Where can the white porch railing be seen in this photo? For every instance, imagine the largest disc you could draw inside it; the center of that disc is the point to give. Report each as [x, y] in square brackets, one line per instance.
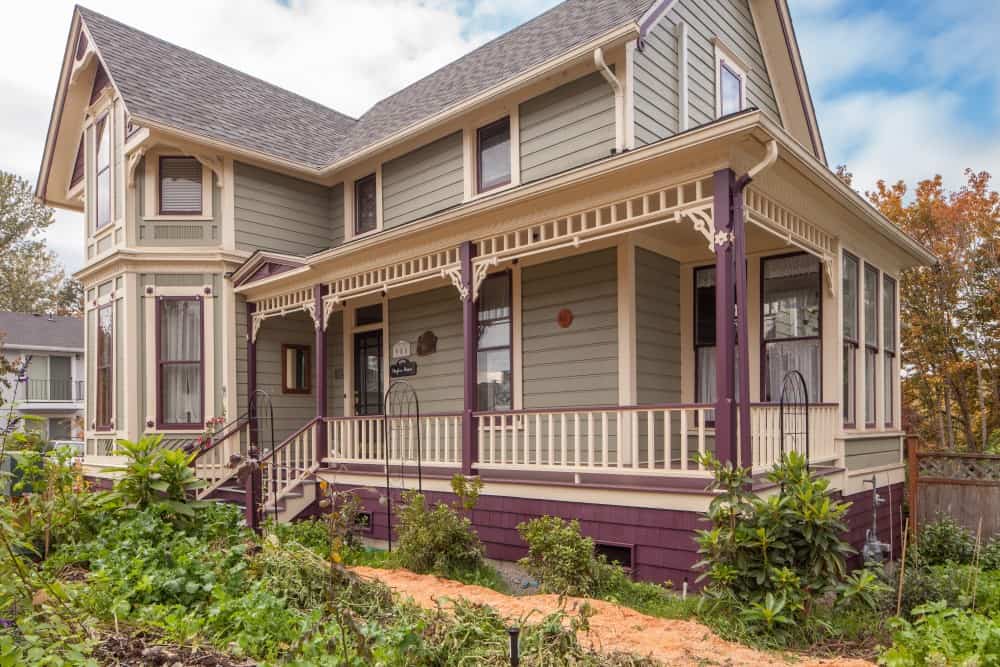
[765, 433]
[360, 439]
[289, 464]
[644, 440]
[212, 465]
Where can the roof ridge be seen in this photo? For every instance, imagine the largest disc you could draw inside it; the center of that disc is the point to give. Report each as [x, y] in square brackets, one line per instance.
[86, 10]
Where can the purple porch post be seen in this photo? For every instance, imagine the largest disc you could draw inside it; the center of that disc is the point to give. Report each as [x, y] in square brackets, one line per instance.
[252, 489]
[725, 332]
[742, 325]
[320, 374]
[470, 336]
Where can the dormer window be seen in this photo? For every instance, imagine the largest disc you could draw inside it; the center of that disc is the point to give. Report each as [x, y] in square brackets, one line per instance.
[730, 82]
[103, 174]
[365, 205]
[180, 186]
[493, 155]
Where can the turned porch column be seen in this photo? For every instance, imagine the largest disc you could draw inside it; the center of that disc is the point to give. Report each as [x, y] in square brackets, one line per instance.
[470, 337]
[320, 363]
[725, 310]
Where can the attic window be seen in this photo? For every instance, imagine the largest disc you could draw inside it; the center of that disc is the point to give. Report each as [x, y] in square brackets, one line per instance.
[730, 82]
[180, 186]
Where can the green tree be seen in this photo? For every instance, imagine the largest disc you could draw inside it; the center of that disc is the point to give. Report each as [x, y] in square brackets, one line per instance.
[31, 279]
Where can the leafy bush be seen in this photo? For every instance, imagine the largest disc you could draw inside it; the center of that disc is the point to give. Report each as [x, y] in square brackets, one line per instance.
[775, 557]
[436, 539]
[156, 477]
[942, 635]
[943, 541]
[561, 558]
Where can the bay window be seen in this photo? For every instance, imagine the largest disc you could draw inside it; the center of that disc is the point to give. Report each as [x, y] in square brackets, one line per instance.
[104, 368]
[180, 186]
[871, 342]
[849, 281]
[791, 323]
[889, 375]
[179, 362]
[494, 349]
[102, 175]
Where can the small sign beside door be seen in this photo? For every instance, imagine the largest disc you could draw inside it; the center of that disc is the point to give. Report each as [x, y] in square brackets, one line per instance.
[402, 368]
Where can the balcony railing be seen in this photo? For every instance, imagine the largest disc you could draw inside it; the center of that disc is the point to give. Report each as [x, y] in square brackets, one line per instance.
[54, 390]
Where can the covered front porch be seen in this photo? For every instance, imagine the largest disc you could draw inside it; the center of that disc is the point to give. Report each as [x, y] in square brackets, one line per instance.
[581, 348]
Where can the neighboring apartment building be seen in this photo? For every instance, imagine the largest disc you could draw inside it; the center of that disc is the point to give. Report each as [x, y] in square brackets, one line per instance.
[547, 238]
[50, 394]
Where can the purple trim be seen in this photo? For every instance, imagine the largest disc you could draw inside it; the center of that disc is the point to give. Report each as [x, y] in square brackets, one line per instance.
[470, 339]
[725, 332]
[742, 327]
[160, 423]
[320, 359]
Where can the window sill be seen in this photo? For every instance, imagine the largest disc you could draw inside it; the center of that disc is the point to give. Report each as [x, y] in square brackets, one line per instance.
[177, 218]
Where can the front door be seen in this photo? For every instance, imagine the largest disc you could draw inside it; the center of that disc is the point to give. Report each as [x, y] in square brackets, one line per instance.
[368, 373]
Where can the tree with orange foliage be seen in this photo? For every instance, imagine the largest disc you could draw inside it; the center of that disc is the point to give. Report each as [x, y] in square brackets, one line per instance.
[950, 313]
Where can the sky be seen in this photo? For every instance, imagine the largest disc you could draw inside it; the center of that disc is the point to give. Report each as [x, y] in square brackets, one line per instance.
[904, 89]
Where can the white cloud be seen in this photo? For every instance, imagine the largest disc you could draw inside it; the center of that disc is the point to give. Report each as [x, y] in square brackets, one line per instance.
[347, 55]
[908, 136]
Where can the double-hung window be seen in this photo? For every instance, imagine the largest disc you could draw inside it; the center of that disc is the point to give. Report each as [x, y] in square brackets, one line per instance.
[493, 155]
[791, 323]
[494, 349]
[103, 172]
[179, 362]
[871, 342]
[180, 186]
[365, 205]
[104, 368]
[889, 376]
[850, 280]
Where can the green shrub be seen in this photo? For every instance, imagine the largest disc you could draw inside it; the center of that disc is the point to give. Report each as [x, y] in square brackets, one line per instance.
[561, 558]
[943, 541]
[774, 558]
[435, 539]
[942, 635]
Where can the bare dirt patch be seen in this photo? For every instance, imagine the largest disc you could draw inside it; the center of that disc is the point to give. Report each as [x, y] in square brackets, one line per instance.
[612, 628]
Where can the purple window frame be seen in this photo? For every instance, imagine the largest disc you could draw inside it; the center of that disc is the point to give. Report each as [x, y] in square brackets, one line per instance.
[101, 127]
[370, 178]
[489, 131]
[104, 422]
[853, 343]
[160, 363]
[510, 340]
[159, 185]
[872, 349]
[739, 77]
[889, 408]
[764, 341]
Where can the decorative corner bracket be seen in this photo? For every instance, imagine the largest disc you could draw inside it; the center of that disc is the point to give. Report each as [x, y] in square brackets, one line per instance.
[454, 273]
[479, 272]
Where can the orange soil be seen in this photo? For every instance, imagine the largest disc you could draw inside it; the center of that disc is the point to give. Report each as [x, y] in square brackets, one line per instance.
[612, 628]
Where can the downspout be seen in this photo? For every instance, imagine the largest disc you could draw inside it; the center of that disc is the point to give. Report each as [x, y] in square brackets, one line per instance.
[616, 86]
[742, 328]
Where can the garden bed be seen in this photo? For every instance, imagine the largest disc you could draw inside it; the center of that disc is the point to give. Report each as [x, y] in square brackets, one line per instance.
[611, 629]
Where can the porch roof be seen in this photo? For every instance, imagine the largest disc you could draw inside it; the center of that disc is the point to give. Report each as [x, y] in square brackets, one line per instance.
[345, 272]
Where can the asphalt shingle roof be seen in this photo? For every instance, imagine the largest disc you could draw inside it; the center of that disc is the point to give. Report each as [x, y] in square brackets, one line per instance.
[31, 329]
[184, 90]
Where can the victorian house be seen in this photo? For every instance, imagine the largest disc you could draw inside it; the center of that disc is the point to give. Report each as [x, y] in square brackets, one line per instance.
[595, 247]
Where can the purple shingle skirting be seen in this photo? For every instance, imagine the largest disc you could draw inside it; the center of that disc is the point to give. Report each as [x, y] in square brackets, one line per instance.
[663, 539]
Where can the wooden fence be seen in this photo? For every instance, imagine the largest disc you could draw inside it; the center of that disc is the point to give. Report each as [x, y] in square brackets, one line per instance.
[964, 486]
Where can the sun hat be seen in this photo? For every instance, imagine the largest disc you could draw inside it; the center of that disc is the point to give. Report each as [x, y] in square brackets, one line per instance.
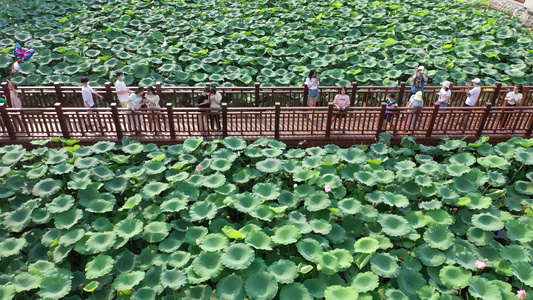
[418, 96]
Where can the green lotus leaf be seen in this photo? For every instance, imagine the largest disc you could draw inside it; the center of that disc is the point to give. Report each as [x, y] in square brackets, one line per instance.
[173, 279]
[47, 187]
[384, 265]
[100, 242]
[230, 288]
[454, 277]
[364, 177]
[153, 189]
[337, 292]
[13, 157]
[482, 288]
[126, 281]
[429, 256]
[366, 245]
[11, 246]
[394, 225]
[327, 263]
[514, 253]
[202, 210]
[67, 219]
[214, 242]
[128, 228]
[487, 222]
[267, 191]
[524, 187]
[18, 219]
[214, 181]
[287, 234]
[246, 202]
[55, 286]
[99, 266]
[295, 291]
[261, 286]
[25, 282]
[285, 271]
[155, 232]
[439, 237]
[208, 264]
[364, 282]
[269, 165]
[309, 249]
[178, 259]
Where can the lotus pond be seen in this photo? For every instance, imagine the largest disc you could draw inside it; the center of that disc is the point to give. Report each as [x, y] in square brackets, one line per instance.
[229, 220]
[272, 42]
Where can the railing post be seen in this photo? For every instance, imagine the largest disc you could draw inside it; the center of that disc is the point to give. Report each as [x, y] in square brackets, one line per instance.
[381, 119]
[496, 94]
[224, 119]
[7, 122]
[328, 120]
[170, 116]
[5, 89]
[401, 93]
[433, 120]
[354, 92]
[306, 94]
[257, 89]
[59, 93]
[108, 92]
[62, 121]
[277, 115]
[118, 127]
[484, 118]
[159, 92]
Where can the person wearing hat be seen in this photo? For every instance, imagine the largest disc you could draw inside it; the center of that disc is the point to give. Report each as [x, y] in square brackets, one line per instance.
[123, 93]
[444, 95]
[473, 94]
[419, 80]
[415, 101]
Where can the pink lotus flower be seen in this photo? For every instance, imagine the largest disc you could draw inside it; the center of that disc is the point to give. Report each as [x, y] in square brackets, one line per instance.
[480, 264]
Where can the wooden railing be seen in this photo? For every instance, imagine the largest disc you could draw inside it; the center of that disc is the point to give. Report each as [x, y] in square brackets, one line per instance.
[258, 96]
[316, 125]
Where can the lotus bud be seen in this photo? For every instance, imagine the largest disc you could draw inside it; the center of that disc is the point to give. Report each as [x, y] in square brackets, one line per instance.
[480, 264]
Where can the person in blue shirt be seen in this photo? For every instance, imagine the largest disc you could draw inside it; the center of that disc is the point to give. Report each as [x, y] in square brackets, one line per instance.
[419, 80]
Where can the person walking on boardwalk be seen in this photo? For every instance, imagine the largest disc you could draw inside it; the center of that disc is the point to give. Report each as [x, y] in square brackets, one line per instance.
[513, 98]
[419, 81]
[87, 93]
[123, 93]
[312, 82]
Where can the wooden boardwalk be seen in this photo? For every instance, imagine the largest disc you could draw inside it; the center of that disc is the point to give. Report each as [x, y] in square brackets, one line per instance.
[315, 126]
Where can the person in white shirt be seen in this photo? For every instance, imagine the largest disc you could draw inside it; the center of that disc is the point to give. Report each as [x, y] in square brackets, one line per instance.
[444, 95]
[513, 98]
[473, 94]
[87, 93]
[312, 82]
[123, 92]
[341, 103]
[215, 99]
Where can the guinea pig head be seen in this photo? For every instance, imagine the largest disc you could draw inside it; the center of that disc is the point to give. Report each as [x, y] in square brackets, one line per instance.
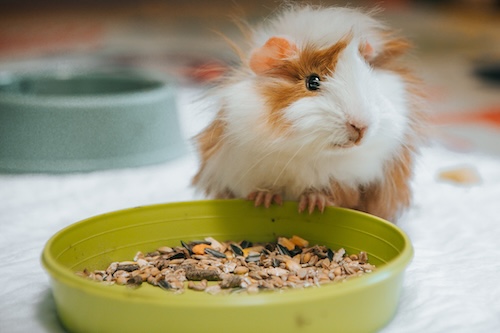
[323, 97]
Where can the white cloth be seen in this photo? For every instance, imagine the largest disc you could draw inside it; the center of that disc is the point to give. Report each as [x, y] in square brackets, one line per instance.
[452, 285]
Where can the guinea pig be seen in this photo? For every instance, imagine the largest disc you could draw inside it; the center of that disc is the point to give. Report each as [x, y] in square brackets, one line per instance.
[321, 111]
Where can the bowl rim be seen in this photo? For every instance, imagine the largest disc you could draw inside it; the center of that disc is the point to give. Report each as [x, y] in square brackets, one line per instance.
[162, 84]
[393, 267]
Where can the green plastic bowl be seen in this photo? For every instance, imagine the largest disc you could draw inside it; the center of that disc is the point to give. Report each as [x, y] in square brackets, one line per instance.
[364, 304]
[86, 120]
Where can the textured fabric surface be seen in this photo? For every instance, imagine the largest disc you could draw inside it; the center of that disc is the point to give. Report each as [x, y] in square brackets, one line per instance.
[452, 285]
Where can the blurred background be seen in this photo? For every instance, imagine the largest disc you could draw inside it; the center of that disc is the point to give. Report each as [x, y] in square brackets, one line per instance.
[457, 47]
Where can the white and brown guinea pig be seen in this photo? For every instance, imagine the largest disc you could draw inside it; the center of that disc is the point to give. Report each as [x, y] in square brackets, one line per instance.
[320, 112]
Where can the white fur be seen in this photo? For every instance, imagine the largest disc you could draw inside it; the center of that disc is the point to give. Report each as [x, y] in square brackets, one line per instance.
[254, 157]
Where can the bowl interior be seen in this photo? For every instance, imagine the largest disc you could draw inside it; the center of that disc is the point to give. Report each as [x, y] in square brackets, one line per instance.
[95, 243]
[116, 236]
[80, 84]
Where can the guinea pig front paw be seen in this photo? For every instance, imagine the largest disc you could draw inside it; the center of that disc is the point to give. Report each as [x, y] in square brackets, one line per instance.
[265, 197]
[311, 199]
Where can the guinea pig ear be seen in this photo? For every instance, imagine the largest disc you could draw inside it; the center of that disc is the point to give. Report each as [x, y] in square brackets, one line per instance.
[271, 54]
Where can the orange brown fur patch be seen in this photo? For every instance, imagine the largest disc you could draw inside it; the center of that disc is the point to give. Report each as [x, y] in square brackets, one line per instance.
[284, 83]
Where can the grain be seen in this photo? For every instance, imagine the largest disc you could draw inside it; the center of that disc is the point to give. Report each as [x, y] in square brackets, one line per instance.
[220, 267]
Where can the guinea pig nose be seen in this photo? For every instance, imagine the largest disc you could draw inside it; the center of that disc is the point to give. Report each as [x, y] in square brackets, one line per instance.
[355, 132]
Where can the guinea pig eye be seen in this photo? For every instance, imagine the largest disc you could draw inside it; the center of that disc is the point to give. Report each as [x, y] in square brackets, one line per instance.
[313, 82]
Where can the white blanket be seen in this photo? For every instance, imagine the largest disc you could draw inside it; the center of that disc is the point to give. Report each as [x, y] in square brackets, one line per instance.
[452, 285]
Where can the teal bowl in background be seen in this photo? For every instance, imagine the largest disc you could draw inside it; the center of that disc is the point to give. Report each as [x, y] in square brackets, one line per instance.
┄┄┄┄┄┄
- Task objective:
Copy word for word the lines from the one containing "Where can the white blanket" through the end of the rows, including both.

- Response below:
Where can the white blanket be seen in this photo? For every instance, imagine the largest disc you could draw inside it; the center of that disc is the point to give. Report each as [x, y] in square brackets, one line per instance.
[452, 285]
Where can the teal bowl in background be seen in this photo? For every instance, imagine the largest disc you could draw inside it; the center of that disc is the point to give. Report each as [x, y] in square brackets, one line per instance.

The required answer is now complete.